Below are the records; give again exactly the line with "like (524, 809).", the line with "like (339, 548).", and each line that lies between them, and nothing besides.
○ ○ ○ ○
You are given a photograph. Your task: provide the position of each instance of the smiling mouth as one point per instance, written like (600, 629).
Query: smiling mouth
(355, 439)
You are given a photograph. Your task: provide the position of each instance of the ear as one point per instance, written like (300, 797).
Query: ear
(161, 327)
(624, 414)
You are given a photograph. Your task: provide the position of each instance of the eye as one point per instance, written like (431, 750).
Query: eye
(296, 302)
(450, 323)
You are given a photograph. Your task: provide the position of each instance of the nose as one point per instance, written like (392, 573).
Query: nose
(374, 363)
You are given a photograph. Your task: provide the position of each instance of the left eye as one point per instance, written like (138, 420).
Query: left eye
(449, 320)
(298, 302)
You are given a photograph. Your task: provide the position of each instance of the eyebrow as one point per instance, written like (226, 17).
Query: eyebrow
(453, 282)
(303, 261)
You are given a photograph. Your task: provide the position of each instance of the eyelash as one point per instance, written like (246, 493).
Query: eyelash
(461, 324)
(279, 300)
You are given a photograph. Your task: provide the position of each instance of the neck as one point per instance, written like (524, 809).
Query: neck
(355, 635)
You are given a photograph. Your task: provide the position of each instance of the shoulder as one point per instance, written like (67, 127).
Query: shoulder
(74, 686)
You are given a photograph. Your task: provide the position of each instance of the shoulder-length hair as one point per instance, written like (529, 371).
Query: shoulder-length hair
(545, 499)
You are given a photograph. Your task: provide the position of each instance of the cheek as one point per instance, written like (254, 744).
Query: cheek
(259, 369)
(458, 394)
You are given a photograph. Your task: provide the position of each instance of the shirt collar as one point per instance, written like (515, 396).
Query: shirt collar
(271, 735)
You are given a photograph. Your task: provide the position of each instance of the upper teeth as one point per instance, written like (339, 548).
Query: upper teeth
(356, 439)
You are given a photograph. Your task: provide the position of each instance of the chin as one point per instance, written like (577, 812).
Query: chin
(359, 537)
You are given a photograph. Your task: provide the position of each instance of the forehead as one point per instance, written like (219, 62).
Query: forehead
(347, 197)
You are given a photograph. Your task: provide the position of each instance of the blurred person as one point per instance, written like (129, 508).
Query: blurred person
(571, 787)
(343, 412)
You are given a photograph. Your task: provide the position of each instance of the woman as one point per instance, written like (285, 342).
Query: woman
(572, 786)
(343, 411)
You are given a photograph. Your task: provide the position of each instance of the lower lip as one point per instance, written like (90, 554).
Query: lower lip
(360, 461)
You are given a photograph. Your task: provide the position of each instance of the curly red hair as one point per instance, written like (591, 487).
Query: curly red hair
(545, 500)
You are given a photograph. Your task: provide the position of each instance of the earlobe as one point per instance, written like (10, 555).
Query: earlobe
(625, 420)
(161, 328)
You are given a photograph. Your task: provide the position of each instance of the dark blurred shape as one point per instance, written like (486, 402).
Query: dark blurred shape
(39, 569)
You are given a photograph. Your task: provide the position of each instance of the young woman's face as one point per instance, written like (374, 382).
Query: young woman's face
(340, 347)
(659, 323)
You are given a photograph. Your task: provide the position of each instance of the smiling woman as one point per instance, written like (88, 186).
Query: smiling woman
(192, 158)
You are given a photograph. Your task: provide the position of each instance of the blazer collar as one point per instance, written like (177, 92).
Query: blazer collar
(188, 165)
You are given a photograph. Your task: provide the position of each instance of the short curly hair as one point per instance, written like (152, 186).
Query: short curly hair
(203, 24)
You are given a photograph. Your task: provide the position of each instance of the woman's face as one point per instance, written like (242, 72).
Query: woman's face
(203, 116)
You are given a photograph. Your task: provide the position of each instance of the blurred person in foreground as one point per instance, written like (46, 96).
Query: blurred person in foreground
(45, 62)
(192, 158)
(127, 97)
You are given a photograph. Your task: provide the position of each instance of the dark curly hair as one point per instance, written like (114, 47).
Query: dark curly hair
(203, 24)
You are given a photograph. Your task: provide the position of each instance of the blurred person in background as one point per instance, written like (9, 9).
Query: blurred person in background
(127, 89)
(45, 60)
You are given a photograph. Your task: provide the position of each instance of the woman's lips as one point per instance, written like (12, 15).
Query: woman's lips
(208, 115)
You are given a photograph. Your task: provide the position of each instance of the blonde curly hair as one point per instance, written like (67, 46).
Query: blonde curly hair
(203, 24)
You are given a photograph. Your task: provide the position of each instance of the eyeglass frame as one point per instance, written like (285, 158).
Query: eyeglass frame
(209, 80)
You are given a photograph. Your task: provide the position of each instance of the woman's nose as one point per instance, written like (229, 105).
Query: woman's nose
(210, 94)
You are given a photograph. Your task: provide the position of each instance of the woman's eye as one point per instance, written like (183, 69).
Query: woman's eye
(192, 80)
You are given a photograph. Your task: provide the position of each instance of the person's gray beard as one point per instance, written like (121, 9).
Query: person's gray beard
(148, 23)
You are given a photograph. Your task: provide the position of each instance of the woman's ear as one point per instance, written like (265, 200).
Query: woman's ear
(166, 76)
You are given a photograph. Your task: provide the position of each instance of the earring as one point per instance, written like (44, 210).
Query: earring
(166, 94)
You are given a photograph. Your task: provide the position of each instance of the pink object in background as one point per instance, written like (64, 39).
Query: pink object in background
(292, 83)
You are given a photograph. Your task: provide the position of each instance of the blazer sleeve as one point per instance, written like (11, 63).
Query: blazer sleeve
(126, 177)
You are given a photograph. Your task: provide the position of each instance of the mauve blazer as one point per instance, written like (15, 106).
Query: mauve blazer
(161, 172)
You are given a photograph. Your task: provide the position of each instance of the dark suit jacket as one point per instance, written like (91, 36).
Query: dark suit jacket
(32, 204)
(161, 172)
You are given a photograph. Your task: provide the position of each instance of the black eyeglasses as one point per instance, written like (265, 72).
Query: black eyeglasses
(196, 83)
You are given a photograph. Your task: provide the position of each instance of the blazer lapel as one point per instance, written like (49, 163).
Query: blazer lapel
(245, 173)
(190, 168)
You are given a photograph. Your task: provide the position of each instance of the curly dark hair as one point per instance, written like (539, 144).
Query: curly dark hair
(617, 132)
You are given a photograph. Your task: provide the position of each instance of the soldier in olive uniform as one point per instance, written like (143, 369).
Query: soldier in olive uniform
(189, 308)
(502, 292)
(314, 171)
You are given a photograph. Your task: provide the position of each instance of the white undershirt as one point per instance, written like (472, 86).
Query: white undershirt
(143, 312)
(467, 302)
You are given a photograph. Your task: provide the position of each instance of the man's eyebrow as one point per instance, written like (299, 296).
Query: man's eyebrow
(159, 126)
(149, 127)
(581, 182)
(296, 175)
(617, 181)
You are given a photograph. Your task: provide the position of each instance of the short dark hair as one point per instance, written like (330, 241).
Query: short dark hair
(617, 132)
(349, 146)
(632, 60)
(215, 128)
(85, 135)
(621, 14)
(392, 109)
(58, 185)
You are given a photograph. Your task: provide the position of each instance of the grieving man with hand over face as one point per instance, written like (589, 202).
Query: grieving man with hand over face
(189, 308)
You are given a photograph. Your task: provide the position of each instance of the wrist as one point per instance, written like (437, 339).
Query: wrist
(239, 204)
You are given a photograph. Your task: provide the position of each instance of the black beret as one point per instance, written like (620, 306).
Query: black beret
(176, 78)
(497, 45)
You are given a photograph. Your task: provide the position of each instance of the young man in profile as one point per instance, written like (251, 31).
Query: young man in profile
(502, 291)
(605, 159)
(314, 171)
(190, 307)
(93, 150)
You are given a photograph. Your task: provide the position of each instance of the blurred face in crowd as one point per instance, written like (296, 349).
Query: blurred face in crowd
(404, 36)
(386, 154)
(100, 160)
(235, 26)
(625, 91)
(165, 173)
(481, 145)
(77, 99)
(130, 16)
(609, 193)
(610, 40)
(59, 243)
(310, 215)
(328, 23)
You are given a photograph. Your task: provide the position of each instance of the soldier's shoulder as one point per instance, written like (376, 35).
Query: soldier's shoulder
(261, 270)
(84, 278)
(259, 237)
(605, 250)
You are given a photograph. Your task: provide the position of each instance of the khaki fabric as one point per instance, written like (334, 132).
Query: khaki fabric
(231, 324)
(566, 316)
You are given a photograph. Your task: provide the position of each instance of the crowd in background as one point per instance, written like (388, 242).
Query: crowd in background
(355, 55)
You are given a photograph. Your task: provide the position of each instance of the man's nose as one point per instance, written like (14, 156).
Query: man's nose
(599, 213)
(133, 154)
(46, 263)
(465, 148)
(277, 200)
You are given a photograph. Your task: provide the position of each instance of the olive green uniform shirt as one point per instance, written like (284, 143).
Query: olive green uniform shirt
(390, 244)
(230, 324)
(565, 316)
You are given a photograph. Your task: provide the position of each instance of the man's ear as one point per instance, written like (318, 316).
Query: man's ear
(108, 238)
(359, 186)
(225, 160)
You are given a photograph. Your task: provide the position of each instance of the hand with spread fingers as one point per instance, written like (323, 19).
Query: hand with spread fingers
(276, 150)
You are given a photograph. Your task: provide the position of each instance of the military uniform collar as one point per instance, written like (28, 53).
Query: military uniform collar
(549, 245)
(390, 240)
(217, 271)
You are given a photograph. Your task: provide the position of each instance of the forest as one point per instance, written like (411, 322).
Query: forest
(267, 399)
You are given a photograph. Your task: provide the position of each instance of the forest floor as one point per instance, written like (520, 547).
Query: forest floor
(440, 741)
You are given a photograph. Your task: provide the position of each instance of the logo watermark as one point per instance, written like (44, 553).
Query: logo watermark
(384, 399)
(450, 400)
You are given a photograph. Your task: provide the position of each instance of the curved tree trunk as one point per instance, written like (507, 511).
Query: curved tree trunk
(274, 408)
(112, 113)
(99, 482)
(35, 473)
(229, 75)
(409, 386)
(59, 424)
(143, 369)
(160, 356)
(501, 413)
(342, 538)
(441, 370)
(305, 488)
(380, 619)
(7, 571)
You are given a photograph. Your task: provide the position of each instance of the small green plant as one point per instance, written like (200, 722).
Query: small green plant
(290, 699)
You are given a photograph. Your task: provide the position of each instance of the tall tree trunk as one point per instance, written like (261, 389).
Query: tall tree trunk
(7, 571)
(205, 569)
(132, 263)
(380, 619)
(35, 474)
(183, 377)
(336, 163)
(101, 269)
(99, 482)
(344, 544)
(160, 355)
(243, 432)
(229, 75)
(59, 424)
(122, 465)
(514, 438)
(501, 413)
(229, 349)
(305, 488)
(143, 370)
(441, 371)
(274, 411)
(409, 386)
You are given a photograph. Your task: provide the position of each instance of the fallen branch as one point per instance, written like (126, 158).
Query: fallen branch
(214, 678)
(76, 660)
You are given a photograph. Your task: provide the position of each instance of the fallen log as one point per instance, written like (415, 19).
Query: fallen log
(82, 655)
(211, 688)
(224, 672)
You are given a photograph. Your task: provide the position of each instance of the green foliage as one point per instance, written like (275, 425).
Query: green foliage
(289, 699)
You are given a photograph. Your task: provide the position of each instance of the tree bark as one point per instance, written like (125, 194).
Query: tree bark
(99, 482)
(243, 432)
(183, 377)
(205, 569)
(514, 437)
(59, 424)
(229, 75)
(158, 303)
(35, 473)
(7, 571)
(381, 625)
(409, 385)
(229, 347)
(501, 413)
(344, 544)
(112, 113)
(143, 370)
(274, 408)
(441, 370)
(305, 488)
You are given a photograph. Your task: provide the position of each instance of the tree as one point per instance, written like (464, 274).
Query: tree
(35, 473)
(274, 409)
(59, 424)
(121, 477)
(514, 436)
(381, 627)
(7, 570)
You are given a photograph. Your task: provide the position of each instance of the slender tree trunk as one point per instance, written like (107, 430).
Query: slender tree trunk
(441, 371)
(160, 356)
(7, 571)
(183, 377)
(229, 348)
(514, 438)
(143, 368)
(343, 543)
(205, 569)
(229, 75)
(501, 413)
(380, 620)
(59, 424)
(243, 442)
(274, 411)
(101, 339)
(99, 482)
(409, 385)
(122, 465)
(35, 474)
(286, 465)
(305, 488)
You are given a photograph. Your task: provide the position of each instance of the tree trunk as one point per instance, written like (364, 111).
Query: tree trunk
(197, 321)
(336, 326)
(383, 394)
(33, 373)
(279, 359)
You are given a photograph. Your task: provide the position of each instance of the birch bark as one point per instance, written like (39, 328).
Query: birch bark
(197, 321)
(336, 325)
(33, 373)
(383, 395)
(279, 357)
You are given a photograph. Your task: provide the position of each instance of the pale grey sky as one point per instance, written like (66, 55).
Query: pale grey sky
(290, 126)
○ ○ ○ ○
• _SOLUTION TO THE EXERCISE_:
You are given a photograph. Your task: provide the position of each instance of the neck as one point per instance, written like (524, 809).
Query: neck
(355, 635)
You are given a photograph. Your task: provide the position of each instance of the shoulder as one point per instance, written like (67, 127).
Query: shoulder
(74, 686)
You are given a photograph. Your task: provide the position of each instance of the shoulder-length hair as one point per instance, written like (529, 371).
Query: shoulder-length hair
(545, 499)
You are given a photograph. Your task: provide the position of each instance of the cheek as one point per instance, written like (254, 744).
Query: cheek
(259, 369)
(458, 394)
You are given a photograph. Your task: provide the position of each instance of the shirt collar as one point per instance, written like (515, 396).
Query: shirt collar
(271, 735)
You are given a photograph. Your task: provide the position of each instance of the upper teeth as one point per instance, written like (339, 548).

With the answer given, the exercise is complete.